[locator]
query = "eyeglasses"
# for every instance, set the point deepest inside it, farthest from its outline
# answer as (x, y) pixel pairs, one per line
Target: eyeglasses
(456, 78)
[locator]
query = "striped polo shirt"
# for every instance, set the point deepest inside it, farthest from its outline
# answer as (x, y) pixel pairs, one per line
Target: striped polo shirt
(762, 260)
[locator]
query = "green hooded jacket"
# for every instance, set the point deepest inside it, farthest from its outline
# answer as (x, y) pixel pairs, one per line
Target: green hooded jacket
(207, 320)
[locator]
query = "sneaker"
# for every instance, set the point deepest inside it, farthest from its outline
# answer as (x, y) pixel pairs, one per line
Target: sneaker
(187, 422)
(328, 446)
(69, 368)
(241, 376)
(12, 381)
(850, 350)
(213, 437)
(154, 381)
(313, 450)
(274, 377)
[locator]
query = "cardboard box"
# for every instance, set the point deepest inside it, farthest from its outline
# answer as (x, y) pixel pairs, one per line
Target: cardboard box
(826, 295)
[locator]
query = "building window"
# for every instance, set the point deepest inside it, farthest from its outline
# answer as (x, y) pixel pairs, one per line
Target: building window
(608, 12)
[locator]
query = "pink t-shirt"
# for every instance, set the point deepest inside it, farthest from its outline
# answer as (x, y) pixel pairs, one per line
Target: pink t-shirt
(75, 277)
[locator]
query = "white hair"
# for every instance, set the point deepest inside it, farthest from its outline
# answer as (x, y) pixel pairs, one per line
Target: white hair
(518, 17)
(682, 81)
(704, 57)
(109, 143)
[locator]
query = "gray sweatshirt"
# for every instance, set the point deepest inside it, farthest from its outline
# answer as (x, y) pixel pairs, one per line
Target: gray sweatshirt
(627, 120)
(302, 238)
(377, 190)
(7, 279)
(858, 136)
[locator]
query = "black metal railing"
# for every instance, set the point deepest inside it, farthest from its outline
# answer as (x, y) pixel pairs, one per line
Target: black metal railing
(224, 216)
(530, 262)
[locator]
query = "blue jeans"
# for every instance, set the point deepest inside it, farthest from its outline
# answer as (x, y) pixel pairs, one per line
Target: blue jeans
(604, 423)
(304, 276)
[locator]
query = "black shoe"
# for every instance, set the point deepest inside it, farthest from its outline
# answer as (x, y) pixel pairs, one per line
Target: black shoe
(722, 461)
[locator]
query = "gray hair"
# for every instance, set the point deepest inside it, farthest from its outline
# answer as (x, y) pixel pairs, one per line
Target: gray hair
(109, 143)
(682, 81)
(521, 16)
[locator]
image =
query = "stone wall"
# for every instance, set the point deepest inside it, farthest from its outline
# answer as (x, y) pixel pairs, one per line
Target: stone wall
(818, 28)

════

- **DO THIS**
All of the entries above must be quoted exactly.

- **WRITTEN SOLUTION**
[locator]
query = "eyeglasses"
# for every instance, set the point deepest inside it, farthest from its outline
# answer as (x, y) pixel pairs, one per line
Target: eyeglasses
(456, 78)
[locator]
query = "striped polo shirt"
# for every instance, set the point deepest inside it, farthest from its outline
# answer as (x, y) pixel pairs, one per line
Target: striped polo shirt
(762, 260)
[locator]
query = "green hooded jacket"
# for every instance, set the point deepest inside it, farthest from its outline
# answer as (x, y) pixel pairs, one per line
Target: green hooded jacket
(207, 320)
[locator]
query = "sneaker"
# for every instance, set the point deepest inside it, farthest from its outline
# answer as (x, y) pixel pairs, one per line
Target: sneaker
(187, 422)
(328, 446)
(69, 368)
(241, 376)
(12, 381)
(850, 350)
(213, 437)
(154, 381)
(313, 450)
(274, 377)
[locator]
query = "cardboard box"
# for every instance, set the point deepest inside it, farthest from its outline
# answer as (x, y) pixel pairs, one per line
Target: cardboard box
(826, 295)
[locator]
query = "building window"
# for every instance, set the point deepest inside it, farthest from its outline
# answer as (x, y) pixel pairs, one per line
Target: building window
(608, 12)
[locator]
query = "pink t-shirt"
# for every instance, set the point deepest inside it, farthest from its outline
# answer as (x, y) pixel pairs, one per line
Target: pink t-shirt
(75, 277)
[locator]
query = "white hair"
# for every instance, set the point deepest inside it, farthest from its outline
# answer as (x, y) pixel pairs, one per line
Target: white hair
(518, 17)
(682, 81)
(704, 57)
(109, 143)
[locator]
query = "gray sweatshirt"
# for every instance, set the point deepest inside it, farthest from its outline
# answer as (x, y) pixel pairs, one per line
Target: gray sweatshirt
(627, 120)
(302, 238)
(377, 190)
(7, 279)
(858, 136)
[locator]
query = "black metal railing"
# for every instance, set the point deepest inside it, farthest from its outline
# answer as (x, y) pixel pairs, one per line
Target: black metal railing
(224, 216)
(530, 262)
[locator]
query = "blue jeans"
# for every instance, set the point deepest inside it, farthest from its outline
# answer as (x, y) pixel pairs, one per line
Target: blue jeans
(604, 423)
(304, 276)
[locator]
query = "black shoe"
# for every instance, set the point deepest inside it, farthest from its outline
# answer as (x, y) pixel pairs, one per line
Target: black shoe
(722, 461)
[locator]
query = "gray hair"
# for every instance, set the point deepest inside it, farthest from its outline
# answer as (x, y) pixel pairs, one per line
Target: gray hair
(109, 143)
(682, 81)
(521, 16)
[locator]
image =
query = "stone wall"
# for every instance, set the point deepest inside it, farthest from its outline
# answer as (x, y) pixel pairs, one per line
Target: stone wall
(818, 28)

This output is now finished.